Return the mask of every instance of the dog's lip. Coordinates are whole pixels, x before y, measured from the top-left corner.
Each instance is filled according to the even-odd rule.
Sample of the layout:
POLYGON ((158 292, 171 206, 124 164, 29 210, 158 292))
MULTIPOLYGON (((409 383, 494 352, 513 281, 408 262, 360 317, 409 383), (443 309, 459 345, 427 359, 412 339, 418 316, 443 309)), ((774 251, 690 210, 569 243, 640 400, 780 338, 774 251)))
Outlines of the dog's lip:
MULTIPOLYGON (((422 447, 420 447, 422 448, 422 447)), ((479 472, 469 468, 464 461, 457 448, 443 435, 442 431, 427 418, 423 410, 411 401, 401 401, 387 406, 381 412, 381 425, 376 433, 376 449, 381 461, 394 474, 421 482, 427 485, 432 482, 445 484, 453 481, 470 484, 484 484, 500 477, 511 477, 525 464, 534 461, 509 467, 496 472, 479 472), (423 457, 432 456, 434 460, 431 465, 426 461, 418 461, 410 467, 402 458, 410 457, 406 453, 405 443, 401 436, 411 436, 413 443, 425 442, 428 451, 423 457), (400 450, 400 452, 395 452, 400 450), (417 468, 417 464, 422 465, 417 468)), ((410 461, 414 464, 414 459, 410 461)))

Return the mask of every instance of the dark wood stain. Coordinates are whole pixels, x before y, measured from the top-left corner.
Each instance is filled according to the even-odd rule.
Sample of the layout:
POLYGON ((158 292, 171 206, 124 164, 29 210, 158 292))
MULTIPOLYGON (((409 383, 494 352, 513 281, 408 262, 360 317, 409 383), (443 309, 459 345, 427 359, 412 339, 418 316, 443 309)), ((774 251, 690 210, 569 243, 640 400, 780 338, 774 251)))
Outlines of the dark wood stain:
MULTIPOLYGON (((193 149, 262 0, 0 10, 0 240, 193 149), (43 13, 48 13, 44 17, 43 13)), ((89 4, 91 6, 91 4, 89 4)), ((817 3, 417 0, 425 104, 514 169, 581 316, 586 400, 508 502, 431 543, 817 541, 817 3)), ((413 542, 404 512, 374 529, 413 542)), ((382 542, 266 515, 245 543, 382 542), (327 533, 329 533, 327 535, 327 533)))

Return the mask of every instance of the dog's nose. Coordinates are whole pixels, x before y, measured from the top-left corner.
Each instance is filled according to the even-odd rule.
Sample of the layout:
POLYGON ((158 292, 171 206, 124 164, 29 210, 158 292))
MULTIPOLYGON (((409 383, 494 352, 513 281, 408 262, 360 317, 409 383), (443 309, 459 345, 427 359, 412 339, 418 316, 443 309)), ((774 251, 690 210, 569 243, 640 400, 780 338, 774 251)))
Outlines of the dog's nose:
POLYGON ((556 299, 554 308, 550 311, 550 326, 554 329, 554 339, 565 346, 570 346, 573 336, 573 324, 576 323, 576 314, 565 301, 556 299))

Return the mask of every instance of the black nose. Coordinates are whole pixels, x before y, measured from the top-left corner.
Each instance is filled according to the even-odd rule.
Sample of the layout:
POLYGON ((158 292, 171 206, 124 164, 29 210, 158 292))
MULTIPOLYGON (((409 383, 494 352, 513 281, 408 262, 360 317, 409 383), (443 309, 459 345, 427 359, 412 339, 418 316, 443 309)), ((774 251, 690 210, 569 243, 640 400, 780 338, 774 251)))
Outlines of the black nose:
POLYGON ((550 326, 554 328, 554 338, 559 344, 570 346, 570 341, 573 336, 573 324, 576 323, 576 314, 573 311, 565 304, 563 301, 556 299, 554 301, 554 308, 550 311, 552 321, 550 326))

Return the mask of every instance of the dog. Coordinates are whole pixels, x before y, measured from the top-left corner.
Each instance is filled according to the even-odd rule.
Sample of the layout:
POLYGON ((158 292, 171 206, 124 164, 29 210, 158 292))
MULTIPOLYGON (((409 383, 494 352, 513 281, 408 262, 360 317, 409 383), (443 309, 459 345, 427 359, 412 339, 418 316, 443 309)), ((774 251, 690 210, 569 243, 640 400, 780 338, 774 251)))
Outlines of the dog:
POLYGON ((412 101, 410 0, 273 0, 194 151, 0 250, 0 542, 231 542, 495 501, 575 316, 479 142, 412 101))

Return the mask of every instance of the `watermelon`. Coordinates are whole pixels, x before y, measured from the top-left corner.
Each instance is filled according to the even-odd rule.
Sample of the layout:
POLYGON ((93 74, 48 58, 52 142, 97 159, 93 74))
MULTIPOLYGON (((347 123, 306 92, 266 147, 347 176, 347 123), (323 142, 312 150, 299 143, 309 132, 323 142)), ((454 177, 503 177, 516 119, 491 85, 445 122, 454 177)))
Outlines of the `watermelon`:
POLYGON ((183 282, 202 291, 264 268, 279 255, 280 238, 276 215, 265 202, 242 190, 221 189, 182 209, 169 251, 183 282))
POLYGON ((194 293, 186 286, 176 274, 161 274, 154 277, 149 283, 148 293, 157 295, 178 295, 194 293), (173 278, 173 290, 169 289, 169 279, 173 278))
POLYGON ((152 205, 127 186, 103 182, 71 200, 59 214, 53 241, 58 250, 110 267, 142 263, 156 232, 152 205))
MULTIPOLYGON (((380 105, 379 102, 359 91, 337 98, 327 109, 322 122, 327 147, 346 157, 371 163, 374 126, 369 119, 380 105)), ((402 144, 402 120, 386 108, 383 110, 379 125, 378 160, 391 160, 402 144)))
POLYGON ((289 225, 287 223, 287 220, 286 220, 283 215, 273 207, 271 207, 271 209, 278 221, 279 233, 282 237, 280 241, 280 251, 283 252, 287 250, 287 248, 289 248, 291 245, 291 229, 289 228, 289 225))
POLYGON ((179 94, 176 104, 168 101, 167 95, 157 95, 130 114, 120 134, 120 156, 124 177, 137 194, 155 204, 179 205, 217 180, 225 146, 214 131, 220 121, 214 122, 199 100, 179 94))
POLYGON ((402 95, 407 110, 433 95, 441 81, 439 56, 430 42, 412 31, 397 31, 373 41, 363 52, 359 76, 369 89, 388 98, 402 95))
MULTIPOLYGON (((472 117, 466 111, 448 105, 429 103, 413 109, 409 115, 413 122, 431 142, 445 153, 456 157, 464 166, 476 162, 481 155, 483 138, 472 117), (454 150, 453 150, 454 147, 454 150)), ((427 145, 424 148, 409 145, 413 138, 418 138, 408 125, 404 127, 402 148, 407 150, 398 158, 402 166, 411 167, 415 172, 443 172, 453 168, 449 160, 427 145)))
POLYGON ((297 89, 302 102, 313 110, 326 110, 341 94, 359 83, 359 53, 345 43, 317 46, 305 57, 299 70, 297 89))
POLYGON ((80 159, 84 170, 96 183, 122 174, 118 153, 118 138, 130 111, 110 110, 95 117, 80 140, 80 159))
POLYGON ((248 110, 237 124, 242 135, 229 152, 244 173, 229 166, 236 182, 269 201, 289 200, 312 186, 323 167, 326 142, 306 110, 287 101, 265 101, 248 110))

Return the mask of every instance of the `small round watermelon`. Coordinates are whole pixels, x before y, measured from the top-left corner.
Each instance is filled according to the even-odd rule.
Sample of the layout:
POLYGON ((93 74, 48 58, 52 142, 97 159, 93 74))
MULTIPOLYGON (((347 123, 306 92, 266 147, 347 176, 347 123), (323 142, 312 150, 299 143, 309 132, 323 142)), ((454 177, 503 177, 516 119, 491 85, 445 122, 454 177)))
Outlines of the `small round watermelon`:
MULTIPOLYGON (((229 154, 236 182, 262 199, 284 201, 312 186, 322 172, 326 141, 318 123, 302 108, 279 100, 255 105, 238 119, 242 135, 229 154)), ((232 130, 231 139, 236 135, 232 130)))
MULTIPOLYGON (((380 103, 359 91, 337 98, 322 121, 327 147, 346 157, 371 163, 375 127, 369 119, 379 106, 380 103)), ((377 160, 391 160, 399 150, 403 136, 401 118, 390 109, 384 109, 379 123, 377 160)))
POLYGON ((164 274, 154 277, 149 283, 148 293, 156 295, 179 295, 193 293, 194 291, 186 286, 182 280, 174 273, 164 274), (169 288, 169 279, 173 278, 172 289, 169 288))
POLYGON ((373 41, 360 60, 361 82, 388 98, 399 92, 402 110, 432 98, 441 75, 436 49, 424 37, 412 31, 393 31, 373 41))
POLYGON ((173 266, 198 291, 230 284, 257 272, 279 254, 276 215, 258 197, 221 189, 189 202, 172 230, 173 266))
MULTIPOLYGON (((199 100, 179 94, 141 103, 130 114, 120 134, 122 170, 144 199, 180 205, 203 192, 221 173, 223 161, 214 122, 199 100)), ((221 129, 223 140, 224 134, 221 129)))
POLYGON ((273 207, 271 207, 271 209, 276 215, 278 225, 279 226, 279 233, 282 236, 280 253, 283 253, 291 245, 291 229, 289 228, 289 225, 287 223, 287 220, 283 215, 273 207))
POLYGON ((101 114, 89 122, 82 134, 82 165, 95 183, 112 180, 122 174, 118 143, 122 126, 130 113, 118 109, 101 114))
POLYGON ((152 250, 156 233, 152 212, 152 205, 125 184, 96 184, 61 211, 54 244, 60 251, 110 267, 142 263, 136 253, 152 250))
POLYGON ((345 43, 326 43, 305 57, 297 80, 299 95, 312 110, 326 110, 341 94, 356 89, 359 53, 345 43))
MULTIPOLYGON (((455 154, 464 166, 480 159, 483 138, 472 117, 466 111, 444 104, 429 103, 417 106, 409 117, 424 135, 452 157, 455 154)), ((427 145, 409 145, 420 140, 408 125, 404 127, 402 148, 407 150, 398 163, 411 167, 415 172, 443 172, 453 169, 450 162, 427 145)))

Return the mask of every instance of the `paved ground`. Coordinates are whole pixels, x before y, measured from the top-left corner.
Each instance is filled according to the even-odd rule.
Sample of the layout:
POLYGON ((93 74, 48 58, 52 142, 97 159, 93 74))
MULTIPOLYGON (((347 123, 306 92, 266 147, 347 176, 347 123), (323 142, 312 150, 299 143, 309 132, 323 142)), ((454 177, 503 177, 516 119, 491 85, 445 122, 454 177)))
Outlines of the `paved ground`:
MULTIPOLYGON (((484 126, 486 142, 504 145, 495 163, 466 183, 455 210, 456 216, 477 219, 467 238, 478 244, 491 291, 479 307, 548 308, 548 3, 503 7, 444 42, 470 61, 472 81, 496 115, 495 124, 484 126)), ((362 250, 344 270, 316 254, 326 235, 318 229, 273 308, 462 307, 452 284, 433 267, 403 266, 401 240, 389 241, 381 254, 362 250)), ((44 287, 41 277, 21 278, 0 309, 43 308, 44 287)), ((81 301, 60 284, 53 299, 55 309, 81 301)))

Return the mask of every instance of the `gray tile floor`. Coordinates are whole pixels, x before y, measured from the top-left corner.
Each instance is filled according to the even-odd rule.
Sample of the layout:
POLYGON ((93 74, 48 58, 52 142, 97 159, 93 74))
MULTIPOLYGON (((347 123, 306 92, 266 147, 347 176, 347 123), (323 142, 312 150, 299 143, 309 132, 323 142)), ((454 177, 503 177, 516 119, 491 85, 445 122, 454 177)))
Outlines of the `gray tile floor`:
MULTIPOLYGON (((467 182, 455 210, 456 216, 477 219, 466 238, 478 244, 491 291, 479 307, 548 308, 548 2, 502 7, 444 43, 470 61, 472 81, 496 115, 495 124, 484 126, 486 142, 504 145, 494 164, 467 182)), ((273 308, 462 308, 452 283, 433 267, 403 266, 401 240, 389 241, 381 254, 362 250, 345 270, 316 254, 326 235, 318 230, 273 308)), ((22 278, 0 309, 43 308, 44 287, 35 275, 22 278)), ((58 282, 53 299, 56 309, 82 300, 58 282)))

============================================================

Rewrite the listing above from its beginning through the line containing "MULTIPOLYGON (((193 149, 262", inclusive, with every line and request reproduced and 50 added to each coordinate in the outlines.

Written response
Return the mask of every instance of the dog's lip. Coordinates are whole pixels, x before y, measured from the top-left corner.
Each instance is filled according to the even-odd rule.
Sample of the layout:
POLYGON ((158 292, 171 206, 124 164, 29 210, 158 292))
MULTIPOLYGON (((409 383, 494 352, 513 281, 408 262, 360 317, 409 383), (443 309, 459 345, 427 359, 412 339, 418 316, 443 309)), ((774 251, 690 210, 569 243, 640 400, 780 338, 774 251)))
Outlines of the dog's lip:
MULTIPOLYGON (((472 497, 470 497, 472 498, 472 497)), ((529 522, 519 518, 514 511, 507 498, 493 485, 492 481, 477 468, 473 460, 461 451, 451 451, 437 456, 431 462, 431 475, 426 483, 426 499, 431 511, 444 524, 471 532, 477 535, 482 532, 495 534, 503 531, 520 534, 534 534, 550 527, 561 527, 575 514, 584 511, 559 517, 546 522, 529 522), (473 507, 482 506, 484 510, 481 515, 476 511, 468 511, 460 517, 452 508, 460 507, 456 503, 455 493, 451 486, 461 486, 463 493, 475 492, 478 501, 473 507), (450 500, 450 502, 445 502, 450 500), (467 518, 467 514, 472 515, 467 518)), ((460 511, 464 514, 464 509, 460 511)))

Return the mask of every instance of the dark wood stain. Coordinates are whole pixels, x before y, measured from the top-left corner.
Each instance is filled according to the even-odd rule.
Sample of the layout:
POLYGON ((158 292, 171 206, 124 164, 29 210, 158 292))
MULTIPOLYGON (((409 383, 494 352, 513 281, 408 262, 360 317, 409 383), (443 309, 459 345, 427 359, 412 339, 418 316, 443 309)), ((774 251, 690 210, 569 243, 640 400, 780 338, 774 251)))
Outlines of the dark wood stain:
MULTIPOLYGON (((243 199, 312 50, 50 60, 50 290, 243 199), (93 63, 98 63, 94 67, 93 63)), ((139 54, 141 56, 141 54, 139 54)), ((867 53, 467 50, 475 154, 564 219, 631 366, 636 450, 558 552, 481 593, 867 591, 867 53)), ((463 592, 454 562, 424 579, 463 592)), ((432 592, 316 565, 295 593, 432 592), (377 583, 379 583, 377 585, 377 583)))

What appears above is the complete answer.